Count the lines in the rows below that contain the string "large", matching case exactly. Reply with the number alone.

DATA RECORDS
-- Start --

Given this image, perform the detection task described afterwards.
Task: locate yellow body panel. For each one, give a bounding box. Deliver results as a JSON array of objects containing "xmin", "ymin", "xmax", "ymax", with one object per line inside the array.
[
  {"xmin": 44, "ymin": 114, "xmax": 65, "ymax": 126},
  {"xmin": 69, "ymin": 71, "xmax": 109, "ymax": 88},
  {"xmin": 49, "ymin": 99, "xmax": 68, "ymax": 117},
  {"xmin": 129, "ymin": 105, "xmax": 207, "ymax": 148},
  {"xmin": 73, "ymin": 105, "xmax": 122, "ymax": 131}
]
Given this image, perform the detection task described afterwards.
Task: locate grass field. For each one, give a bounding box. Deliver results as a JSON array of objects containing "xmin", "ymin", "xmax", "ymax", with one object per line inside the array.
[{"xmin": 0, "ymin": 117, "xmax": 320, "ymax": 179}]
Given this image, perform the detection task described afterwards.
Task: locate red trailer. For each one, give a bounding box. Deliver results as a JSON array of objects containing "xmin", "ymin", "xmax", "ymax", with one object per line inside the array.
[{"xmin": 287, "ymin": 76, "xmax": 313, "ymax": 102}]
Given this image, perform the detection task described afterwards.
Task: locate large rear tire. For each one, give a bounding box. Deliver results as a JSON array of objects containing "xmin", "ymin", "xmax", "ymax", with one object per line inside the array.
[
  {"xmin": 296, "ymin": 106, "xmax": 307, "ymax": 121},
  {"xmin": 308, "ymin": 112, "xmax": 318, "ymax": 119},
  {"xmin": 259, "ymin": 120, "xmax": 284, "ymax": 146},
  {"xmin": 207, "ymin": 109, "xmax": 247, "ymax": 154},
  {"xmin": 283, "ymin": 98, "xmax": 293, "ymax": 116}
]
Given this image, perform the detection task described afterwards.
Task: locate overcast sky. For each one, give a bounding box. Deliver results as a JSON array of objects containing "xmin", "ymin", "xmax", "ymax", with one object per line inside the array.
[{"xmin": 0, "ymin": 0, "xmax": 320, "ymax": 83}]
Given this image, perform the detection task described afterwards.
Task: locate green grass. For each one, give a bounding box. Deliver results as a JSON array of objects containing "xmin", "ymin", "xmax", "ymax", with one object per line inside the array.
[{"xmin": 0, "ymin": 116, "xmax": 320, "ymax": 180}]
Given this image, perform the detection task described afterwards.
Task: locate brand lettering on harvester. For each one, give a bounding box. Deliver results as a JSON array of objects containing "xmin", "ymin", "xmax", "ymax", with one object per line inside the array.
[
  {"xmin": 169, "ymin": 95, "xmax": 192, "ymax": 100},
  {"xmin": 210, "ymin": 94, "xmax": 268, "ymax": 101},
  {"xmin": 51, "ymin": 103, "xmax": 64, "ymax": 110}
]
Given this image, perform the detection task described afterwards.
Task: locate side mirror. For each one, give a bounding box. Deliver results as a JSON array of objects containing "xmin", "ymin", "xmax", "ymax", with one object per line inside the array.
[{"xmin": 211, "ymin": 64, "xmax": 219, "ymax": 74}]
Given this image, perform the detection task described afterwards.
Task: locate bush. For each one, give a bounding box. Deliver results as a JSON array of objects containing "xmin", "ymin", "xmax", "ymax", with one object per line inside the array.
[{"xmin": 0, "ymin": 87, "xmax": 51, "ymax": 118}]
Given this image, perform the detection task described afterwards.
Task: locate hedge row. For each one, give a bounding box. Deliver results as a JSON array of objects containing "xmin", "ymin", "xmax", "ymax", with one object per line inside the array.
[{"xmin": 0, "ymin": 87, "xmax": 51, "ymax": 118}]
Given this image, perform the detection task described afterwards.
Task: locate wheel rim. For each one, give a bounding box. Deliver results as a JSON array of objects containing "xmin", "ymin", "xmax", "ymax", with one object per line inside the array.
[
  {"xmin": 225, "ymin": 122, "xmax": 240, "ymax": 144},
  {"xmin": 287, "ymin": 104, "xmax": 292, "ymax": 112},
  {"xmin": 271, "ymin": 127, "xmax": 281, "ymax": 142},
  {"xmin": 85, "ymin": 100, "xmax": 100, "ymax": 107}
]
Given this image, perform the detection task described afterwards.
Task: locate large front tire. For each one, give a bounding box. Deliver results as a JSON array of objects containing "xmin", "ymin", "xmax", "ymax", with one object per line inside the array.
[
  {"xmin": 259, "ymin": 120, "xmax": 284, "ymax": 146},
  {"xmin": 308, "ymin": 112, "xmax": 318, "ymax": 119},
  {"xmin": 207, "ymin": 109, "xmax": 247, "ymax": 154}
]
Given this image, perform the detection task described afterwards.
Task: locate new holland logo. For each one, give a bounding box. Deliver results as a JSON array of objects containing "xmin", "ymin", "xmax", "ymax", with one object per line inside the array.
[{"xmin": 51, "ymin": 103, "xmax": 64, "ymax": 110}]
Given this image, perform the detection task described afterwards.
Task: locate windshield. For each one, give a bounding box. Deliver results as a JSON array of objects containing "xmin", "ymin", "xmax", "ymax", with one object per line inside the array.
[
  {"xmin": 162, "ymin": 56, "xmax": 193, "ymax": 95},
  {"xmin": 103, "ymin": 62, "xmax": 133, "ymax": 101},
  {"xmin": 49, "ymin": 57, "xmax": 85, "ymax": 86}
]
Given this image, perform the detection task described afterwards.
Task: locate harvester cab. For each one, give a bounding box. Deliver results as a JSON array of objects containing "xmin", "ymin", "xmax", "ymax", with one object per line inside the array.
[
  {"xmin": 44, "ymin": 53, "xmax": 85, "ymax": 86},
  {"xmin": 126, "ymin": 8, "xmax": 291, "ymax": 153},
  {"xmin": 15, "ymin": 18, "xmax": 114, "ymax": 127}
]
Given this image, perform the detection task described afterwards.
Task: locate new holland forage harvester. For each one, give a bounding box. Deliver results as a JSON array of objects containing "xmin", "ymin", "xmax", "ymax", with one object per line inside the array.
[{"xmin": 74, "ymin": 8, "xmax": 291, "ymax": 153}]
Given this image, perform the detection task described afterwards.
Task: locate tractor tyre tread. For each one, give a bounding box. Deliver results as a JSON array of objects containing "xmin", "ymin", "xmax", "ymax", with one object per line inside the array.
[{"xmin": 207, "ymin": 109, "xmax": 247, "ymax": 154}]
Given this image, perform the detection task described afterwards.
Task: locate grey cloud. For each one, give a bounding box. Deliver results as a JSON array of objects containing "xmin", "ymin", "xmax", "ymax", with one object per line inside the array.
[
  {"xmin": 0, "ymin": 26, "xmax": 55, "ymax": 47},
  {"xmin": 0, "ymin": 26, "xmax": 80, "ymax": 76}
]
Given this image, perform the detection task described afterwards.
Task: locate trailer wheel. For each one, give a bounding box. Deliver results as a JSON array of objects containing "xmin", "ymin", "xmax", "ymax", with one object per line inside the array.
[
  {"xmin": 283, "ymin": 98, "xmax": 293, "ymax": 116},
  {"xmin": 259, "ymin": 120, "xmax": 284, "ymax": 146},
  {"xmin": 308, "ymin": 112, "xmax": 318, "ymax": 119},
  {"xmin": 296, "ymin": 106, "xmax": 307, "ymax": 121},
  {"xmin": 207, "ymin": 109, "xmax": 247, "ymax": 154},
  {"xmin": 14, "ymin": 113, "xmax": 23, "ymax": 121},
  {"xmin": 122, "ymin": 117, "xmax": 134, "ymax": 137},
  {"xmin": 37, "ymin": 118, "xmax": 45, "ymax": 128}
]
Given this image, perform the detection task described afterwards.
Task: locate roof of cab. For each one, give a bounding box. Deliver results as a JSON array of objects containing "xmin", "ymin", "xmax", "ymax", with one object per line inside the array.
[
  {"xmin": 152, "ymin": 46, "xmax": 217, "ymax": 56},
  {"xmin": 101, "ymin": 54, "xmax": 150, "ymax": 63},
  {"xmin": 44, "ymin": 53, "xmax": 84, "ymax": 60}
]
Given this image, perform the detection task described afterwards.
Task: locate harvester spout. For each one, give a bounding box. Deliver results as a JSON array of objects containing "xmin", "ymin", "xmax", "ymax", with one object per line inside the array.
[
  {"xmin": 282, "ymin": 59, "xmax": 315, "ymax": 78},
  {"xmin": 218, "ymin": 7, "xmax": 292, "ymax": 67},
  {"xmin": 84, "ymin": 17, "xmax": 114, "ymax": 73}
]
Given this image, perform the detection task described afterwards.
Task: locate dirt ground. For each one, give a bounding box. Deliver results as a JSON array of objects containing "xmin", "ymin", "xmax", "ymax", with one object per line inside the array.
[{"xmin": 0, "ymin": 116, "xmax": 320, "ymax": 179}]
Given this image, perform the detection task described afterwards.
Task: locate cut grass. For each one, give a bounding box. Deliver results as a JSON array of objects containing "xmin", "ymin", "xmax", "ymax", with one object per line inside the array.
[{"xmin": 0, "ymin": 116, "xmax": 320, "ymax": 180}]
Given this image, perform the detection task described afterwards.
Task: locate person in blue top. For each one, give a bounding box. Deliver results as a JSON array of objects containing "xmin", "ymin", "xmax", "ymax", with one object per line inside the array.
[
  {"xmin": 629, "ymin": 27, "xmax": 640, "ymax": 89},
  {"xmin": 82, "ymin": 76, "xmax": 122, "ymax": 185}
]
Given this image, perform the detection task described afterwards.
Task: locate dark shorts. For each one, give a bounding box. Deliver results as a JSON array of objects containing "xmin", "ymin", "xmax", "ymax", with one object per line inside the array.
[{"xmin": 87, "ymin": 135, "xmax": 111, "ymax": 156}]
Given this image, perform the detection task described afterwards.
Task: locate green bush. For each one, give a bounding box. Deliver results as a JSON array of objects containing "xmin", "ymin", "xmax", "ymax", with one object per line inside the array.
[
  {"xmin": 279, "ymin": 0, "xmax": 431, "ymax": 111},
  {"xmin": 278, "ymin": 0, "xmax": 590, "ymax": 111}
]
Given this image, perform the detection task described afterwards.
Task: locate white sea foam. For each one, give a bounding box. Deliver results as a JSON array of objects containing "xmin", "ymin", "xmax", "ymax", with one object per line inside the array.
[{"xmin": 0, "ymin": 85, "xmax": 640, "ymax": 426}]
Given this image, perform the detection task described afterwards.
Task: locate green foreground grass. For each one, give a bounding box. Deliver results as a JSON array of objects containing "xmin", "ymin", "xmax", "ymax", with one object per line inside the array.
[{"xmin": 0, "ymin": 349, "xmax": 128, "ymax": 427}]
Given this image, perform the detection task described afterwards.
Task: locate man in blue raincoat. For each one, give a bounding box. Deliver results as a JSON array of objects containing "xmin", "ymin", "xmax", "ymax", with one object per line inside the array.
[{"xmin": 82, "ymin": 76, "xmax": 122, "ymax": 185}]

-- End --

FINAL RESULT
2